CONSIGNE
Relevez toutes les lignes ci-dessous qui contiennent la chaîne « bird ». La casse compte.

═══

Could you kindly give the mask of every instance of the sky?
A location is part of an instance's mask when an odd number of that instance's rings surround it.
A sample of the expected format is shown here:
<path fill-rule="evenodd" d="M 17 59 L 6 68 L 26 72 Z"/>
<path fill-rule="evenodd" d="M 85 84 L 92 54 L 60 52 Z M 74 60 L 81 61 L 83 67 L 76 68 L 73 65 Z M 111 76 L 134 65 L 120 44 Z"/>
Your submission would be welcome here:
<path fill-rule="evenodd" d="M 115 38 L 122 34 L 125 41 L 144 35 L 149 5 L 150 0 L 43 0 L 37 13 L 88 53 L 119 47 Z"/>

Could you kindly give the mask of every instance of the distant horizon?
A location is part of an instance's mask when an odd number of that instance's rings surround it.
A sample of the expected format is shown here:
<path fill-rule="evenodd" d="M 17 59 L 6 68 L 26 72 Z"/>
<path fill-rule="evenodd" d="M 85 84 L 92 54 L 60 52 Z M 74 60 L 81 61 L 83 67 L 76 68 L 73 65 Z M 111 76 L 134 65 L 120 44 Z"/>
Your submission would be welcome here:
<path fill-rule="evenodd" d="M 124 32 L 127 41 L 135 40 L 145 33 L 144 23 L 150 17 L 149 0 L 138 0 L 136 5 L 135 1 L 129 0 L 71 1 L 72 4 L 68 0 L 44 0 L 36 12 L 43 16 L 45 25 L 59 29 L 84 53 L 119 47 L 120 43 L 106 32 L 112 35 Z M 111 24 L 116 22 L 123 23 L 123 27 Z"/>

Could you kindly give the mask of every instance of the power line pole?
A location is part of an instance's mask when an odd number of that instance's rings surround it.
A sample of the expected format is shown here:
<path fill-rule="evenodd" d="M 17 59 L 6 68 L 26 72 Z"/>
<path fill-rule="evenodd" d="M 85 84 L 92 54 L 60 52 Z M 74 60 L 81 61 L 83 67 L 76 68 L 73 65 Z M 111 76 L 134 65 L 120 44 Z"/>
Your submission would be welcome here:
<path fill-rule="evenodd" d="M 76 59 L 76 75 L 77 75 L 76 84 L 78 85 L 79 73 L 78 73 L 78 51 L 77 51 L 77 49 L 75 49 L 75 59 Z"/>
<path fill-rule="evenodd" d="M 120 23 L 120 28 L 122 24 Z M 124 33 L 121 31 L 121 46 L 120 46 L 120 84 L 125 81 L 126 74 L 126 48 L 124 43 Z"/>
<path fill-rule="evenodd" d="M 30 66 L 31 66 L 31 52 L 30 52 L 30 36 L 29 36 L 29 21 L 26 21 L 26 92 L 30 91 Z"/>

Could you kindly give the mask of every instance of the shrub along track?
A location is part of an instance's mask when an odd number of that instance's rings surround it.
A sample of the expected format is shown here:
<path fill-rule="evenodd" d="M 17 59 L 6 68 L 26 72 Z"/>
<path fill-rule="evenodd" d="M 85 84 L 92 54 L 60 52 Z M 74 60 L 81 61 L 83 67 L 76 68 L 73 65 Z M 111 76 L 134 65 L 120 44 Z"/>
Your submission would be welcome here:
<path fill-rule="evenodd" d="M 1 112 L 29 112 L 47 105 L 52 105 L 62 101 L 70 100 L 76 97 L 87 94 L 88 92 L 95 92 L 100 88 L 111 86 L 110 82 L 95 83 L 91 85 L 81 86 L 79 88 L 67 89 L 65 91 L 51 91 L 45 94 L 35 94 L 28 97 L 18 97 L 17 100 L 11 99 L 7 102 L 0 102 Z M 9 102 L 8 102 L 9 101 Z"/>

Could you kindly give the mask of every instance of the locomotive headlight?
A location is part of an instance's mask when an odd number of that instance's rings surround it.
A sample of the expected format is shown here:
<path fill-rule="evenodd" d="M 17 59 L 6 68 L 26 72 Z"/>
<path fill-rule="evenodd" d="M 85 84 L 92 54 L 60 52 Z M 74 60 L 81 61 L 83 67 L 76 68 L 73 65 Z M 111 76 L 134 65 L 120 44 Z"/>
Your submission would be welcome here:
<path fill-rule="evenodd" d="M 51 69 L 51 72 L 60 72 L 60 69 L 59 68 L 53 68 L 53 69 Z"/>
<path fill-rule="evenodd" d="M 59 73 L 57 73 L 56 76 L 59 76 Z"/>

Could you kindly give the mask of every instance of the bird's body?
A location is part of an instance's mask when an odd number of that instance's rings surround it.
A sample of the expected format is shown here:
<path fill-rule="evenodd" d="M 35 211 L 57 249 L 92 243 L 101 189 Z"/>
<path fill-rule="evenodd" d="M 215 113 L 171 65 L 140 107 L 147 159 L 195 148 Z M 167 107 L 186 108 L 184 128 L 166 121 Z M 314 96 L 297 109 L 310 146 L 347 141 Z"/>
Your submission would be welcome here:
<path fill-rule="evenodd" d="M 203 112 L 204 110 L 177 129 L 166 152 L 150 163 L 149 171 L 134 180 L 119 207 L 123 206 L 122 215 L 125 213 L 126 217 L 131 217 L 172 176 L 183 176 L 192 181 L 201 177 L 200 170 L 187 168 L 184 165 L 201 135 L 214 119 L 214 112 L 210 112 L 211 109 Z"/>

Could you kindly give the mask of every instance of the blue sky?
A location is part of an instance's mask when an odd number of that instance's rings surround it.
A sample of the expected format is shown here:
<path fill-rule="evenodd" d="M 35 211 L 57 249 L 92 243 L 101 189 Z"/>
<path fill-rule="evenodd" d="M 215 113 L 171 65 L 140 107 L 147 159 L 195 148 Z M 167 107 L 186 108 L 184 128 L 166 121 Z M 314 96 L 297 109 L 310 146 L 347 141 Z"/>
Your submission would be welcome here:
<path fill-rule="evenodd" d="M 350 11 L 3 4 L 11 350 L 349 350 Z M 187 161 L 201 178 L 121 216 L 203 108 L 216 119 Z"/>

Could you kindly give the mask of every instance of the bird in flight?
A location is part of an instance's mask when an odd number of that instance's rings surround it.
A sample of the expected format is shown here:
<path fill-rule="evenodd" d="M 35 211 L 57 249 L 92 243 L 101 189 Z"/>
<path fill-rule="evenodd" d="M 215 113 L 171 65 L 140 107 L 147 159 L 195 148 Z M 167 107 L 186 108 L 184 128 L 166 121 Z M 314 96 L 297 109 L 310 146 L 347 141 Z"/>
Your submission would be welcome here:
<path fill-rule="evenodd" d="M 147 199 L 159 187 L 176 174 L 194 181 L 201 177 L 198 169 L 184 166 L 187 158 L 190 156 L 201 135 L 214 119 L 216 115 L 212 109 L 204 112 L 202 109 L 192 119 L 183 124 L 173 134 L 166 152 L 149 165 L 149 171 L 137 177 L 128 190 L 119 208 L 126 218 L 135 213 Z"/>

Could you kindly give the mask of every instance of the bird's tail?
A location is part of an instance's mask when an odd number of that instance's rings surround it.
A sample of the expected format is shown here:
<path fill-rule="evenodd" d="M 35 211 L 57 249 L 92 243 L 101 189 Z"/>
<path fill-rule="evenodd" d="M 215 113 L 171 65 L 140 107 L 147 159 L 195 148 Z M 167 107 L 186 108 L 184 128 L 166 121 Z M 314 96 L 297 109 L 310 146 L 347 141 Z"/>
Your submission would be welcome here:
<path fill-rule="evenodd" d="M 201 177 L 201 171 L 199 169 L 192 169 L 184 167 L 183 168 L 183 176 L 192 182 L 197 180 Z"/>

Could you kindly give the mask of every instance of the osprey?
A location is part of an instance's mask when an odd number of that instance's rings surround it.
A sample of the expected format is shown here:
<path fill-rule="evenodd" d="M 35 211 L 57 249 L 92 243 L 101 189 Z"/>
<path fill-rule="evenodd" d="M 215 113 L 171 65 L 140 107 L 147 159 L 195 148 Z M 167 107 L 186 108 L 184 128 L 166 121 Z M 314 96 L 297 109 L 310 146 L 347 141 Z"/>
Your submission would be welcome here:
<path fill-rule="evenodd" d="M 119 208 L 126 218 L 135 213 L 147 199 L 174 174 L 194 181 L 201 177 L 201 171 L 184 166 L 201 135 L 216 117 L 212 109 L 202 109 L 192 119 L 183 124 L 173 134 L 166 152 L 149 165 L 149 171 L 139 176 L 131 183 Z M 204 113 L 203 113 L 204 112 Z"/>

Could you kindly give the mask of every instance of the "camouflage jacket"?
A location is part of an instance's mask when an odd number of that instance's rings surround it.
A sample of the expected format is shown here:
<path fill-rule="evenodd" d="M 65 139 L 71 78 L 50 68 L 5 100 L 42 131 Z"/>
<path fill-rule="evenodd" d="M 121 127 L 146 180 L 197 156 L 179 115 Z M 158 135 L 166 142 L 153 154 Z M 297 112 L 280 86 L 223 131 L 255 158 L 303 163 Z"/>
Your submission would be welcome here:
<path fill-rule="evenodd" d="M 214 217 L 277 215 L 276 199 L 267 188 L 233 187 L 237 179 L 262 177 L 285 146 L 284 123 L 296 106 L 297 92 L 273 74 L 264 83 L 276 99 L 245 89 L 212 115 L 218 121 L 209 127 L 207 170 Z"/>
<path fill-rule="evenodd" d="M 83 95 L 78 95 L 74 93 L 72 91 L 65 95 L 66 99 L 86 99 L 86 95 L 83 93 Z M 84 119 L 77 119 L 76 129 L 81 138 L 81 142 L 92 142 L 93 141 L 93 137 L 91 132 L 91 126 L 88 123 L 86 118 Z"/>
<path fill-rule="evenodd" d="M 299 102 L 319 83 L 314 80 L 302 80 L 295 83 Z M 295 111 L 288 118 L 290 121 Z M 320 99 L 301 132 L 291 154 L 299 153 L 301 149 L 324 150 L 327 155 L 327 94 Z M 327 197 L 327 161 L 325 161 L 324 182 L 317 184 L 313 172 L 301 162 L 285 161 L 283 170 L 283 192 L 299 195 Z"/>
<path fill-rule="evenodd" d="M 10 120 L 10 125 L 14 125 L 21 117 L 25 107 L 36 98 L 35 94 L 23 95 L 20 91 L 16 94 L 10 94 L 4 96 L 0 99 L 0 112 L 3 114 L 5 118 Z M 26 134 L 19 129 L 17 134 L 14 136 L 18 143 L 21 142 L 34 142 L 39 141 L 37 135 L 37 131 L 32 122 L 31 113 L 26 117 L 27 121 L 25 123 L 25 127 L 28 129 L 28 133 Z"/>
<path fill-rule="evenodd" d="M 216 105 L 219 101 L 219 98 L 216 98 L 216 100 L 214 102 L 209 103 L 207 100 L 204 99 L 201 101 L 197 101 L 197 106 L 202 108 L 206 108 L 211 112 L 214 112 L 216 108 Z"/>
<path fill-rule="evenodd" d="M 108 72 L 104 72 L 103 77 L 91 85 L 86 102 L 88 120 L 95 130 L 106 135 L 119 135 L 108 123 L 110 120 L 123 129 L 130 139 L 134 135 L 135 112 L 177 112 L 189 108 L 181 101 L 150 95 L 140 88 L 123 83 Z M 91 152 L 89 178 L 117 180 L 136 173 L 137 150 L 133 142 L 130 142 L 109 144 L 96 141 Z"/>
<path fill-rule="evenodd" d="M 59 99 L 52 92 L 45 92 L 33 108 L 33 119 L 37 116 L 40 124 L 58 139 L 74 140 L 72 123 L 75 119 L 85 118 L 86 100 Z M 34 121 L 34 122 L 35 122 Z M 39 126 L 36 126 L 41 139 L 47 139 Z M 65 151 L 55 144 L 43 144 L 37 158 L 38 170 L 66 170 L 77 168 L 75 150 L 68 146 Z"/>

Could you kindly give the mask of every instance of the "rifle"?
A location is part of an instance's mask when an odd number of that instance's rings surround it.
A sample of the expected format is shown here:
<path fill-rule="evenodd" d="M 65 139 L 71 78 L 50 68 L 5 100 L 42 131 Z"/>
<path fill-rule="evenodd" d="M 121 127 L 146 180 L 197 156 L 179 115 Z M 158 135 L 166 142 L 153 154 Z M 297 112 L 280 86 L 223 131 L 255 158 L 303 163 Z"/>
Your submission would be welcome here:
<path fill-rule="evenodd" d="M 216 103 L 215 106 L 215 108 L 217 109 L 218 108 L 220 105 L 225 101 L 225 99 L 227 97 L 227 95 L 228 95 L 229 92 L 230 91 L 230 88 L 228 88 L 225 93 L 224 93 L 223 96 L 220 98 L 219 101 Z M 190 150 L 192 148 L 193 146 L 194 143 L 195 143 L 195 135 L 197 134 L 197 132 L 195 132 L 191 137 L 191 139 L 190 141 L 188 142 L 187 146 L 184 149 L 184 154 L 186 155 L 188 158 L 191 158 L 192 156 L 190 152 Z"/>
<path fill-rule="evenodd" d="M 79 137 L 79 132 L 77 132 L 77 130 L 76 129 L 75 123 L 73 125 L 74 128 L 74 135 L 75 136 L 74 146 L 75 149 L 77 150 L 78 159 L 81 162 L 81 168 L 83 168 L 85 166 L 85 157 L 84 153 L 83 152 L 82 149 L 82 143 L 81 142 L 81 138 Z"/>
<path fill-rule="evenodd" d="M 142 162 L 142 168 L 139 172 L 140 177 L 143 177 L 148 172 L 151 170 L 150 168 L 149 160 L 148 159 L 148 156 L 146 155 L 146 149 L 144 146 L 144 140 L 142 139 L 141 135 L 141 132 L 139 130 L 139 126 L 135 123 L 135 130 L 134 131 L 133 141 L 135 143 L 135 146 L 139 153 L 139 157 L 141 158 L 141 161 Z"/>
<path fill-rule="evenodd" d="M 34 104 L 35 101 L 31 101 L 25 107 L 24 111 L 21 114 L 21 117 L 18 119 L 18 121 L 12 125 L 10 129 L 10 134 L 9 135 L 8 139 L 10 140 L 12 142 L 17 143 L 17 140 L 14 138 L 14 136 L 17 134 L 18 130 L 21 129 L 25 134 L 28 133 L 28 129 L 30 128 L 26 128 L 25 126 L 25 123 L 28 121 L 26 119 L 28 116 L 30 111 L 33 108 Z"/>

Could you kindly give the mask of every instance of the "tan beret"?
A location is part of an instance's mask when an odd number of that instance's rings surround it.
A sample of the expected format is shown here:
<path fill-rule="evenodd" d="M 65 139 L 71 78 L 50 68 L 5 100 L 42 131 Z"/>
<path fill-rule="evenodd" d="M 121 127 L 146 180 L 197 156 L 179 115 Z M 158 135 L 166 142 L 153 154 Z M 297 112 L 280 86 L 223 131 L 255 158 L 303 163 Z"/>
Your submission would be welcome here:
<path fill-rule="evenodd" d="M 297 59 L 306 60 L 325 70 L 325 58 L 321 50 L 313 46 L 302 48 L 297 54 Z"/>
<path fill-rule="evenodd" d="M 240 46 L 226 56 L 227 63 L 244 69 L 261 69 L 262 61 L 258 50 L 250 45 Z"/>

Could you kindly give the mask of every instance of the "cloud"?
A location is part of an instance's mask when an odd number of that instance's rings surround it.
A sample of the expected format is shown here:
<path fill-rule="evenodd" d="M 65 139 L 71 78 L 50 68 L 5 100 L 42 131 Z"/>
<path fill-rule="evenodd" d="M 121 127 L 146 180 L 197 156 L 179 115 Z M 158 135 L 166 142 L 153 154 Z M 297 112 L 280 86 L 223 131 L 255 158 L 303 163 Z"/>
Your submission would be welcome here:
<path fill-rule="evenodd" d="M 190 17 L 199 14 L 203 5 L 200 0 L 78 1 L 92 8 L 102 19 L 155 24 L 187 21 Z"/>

═══

RÉPONSE ATTENDUE
Could you kindly give the mask of every instance of the bird's body?
Could you kindly give the mask of every instance of the bird in flight?
Could you kindly give the mask of every instance of the bird's tail?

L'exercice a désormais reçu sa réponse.